### Requests
1. Answer these from the column on China's incursions in the West Philippine Sea:
(a) How far is Scarborough Shoal from Zambales, and in which direction?
(b) In how many cities and countries did Carpio present the Philippines' case during his 2015 lecture tour?
(c) On what date did the arbitral court invalidate Beijing's nine-dash line claim?
2. Extend the column on China's incursions in the West Philippine Sea, starting after its final paragraph.

### Selected text
China’s incursion a ‘winning’ election issue

By Herbert Vego

FOR his incessant hits against China’s incursions at the West Philippine Sea, former Supreme Court Associate Justice Antonio Carpio has earned critics who think he is thinking of running for a national office in 2022.

That seems tenable, considering that Carpio disdains President Rodrigo Duterte’s pivot to China.

But Carpio, even during the presidency of the late Benigno Simeon III, had been lashing against China for forcibly taking over Scarborough Shoal in 2012. The rock island, 124 nautical miles west of Zambales, is believed to be “hiding” rich natural resources, including oil and gas.

Any island within 200 nautical miles off the coastal area of the Philippines is part of our exclusive economic zone (EEZ). It’s in accordance with the United Nations Convention on the Law of the Sea (UNCLOS), ratified by 167 states, including China.

A TV coverage by BBC alleged that there could be as much as 23 billion barrels of oil and 900 trillion cubic feet of natural gas in the waters around the shoal.

In 2015, the Department of Foreign Affairs sponsored Carpio on a world lecture tour on the South China Sea dispute. Carpio presented the Philippines’ historical and legal case on the dispute before think tanks and universities in 30 cities of 17 countries.

Carpio had led the Philippine legal team in lodging a case against China at the Permanent Court of Arbitration in The Hague, the Netherlands in 2012.

On July 12, 2016,  the arbitral court invalidated Beijing’s nine-dash line claim over the contested waters. China refused to acknowledge the arbitral ruling.

President Rodrigo Duterte, however, set the decision aside as he distanced the Philippines from its traditional ally, the United States, and embraced China while seeking financial and military aid.

He would not want to drive away Chinese fishermen from Philippine waters because of a supposed agreement between him and Chinese President Xi Jinping to allow fishing rights for both their peoples.

No wonder Carpio always goes ballistic in condemning China for tolerating Chinese fishing boats to fish at the Julian Felipe Reef at the Spratlys, 200 nautical miles from Palawan.

The Philippine government’s failure to hold her accountable for the June 9, 2019 “bullying incident” must have emboldened China. It was about 22 Filipino fishermen who nearly drowned when their fishing vessel was rammed by a bigger Chinese boat.

Carpio was the only Supreme Court magistrate during both the Aquino and Duterte administrations who openly denounced Chinese adventurism in our territories.

“We’re the owners of the resources there,” Carpio lamented before the world media. “There is no legal dispute as to the ownership of oil, fish, and gas. It belongs exclusively to the Philippines. The only problem is how to get China to comply.”

### Data provided

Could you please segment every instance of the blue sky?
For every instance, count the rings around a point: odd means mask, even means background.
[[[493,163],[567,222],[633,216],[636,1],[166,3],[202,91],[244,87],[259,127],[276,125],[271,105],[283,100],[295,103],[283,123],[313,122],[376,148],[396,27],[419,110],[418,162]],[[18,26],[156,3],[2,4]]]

### Expected responses
1.
(a) 124 nautical miles west of Zambales
(b) 30 cities in 17 countries
(c) July 12, 2016

2.
One recalls that when the then United States’ Secretary of State Mike Pompeo visited Manila on February 28, 2019, he reminded President Duterte that any armed attack on Philippine forces would activate the Mutual Defense Treaty (MTD) of 1951, which would alert both parties to act against an armed attack in the Pacific area.

An updated version of the MTD emerged in the form of Enhanced Defense Cooperation Agreement (EDCA), a ten-year agreement signed by then US Ambassador Philip Goldberg and Defense Secretary Voltaire Gazmin during the meeting in Manila between then Presidents Barack Obama and Benigno Simeon Aquino in April 2014. It was, and still is, aimed at giving the U.S military greater access to Philippine bases as deterrent to “bullying” by foreign powers.

By the time succeeding US President Donald Trump visited the Philippines in November 2017, Duterte had replaced President Aquino. While he must have become familiar with Duterte’s pro-China pronouncements, Trump nevertheless assured his host, “We have a very, very strong relationship with the Philippines, which is really important — less so for trade, in this case, than for military purposes.”

Incumbent US President Joe Biden, like Obama, has stressed adherence to international rules and norms in the area of international disputes. When news broke out in March that 220 Chinese vessels had anchored at the Julian Felipe Reef, he authorized the immediate deployment of the aircraft carrier USS Ronald Reagan and missile cruisers within the vicinity.

That could have been one of the reasons why, during last Thursday’s 100th-anniversary celebration of the Chinese Communist Party, China’s President Xi Jinping turned the tables on “anyone” who would bully them.

“Anyone who dares try to do that will have their heads bashed bloody against the Great Wall of steel forged by over 1.4 billion Chinese people,” he said before an audience of 70,000 gathered at Tiananmen Square.

The West Philippine Sea issue will certainly morph into an election issue in the run-up to May 9, 2022 presidential election.  Even if the US government would keep its hands-off, the Filipino voters would most likely favor a candidate who would condemn China in thought, in words and in deeds.

Going back to Antonio Carpio, he is one of the founders of 1Sambayan, which prides itself as an opposition coalition that would field national candidates against the administration’s. But he seems uninterested in becoming one. I guess he is inclined to endorse Vice President Leni Robredo for President.

Finally, however, just a wild pun:  If presidential daughter Sara Duterte Carpio runs for President, would an Antonio Carpio be an interesting match?